Tony Kireopoulos, segretario generale associato del National Council of Churches Usa, il Consiglio nazionale delle chiese cristiane negli Stati Uniti, è autore di una accorata lettera di denuncia a seguito dei drammatici ritrovamenti di centinaia di corpi di nativi americani in cimiteri connessi a scuole cattoliche in Canada, per lo più giovani studenti. Kireopoulos, alla luce anche delle prossime ricerche che rischiano di svelare un quadro ancor più drammatico, si interroga con drammaticità sul perché uomini di fede possano arrivare a perpetrare quello che appare un nuovo genocidio.

Qui di seguito il testo della lettera:

«Le recenti notizie sulle fosse comuni e non contrassegnate nelle scuole residenziali canadesi sono sconvolgenti. In effetti, senza voler ignorare il Sentiero delle Lacrime (il percorso attraverso cui i nativi americani venivano deportati nelle terre loro attribuite dal governo, ndr) e altri abusi a danno dei popoli indigeni nel nostro Paese, gli Stait Uniti, il destino dei bambini indigeni nelle scuole residenziali canadesi, gestite dalle chiese per conto del governo, è di particolare tristezza e orrore.

Le scoperte, diverse settimane fa a Kamloops, nella Columbia Britannica, e pochi giorni fa a Marieval, nel Saskatchewan, hanno focalizzato le autorità canadesi sulla storia secolare delle scuole residenziali e sull’eredità in corso; scuole che avevano lo scopo di assimilare le popolazioni autoctone. I leader del governo e degli indigeni hanno definito tale pratica una forma differente di genocidio ed è in corso un’indagine a livello di sistema su altre scuole e cimiteri. Di conseguenza, un’indagine simile si svolgerà nei siti delle scuole dei nativi americani negli Stati Uniti, dove l’esperienza dei popoli indigeni è parallela a quella di quelli in Canada. Questa tragedia in corso pone la domanda: siamo, infatti, di fronte a un altro genocidio?

Sollevo questa domanda da un particolare punto di vista. Nel 2004 ho avuto l’onore di recarmi in Ruanda e di partecipare a una consultazione del Consiglio ecumenico delle chiese sulla dignità umana per commemorare il decimo anniversario del genocidio ruandese. Nello stesso anno, ho ospitato una presentazione di Samantha Power, che aveva recentemente pubblicato il suo libro vincitore del Premio Pulitzer, A Problem from Hell: America and the Age of Genocide (New York: Basic Books, 2002), e la cui carriera come avvocata per i diritti avrebbe continuato a portarla ai più alti livelli del governo degli Stati Uniti. Ho continuato a servire nella direzione del consiglio di amministrazione della Save Darfur Coalition e della sua organizzazione seguente, United to End Genocide (come presidente), e ho anche partecipato a riunioni della comunità delle Nazioni Unite sulla responsabilità di proteggere, spingendo una risoluzione del Consiglio nazionale delle chiese che approva tale principio. Inoltre, ho convocato una consultazione del Ncc sulla complicità delle chiese nel genocidio e in seguito ho contribuito al lavoro di un gruppo di studio “Violenza in un’era di genocidio”, che è stato pubblicato collettivamente come “Violenza razziale e responsabilità delle chiese”  in una sezione dedicata di un numero speciale del Journal of Ecumenical Studies (2020: 55, 1). È con questa esperienza che rivolgo il mio sguardo verso le terribili scoperte delle fosse comuni e senza nome nelle scuole residenziali in Canada.

┄┄┄┄┄┄

→ CONSEGNA ESERCIZIO:
Per favore, ricopia parola per parola dal testo sulle scuole residenziali canadesi tutto ciò che va da "Le scoperte, diverse" fino a "un altro genocidio?". L'elenco che segue non ha alcun ruolo in questo esercizio.

→ DATI GREZZI:

┄┄┄┄┄┄

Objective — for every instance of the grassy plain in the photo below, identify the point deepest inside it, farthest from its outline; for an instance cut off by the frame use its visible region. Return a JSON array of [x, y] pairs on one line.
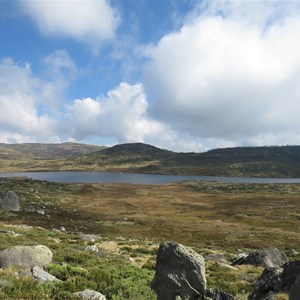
[[133, 219]]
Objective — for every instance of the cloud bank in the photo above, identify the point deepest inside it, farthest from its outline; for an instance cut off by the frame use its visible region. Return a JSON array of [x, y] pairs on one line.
[[225, 77], [91, 22], [229, 77]]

┄┄┄┄┄┄

→ RISPOSTA CORRETTA:
Le scoperte, diverse settimane fa a Kamloops, nella Columbia Britannica, e pochi giorni fa a Marieval, nel Saskatchewan, hanno focalizzato le autorità canadesi sulla storia secolare delle scuole residenziali e sull’eredità in corso; scuole che avevano lo scopo di assimilare le popolazioni autoctone. I leader del governo e degli indigeni hanno definito tale pratica una forma differente di genocidio ed è in corso un’indagine a livello di sistema su altre scuole e cimiteri. Di conseguenza, un’indagine simile si svolgerà nei siti delle scuole dei nativi americani negli Stati Uniti, dove l’esperienza dei popoli indigeni è parallela a quella di quelli in Canada. Questa tragedia in corso pone la domanda: siamo, infatti, di fronte a un altro genocidio?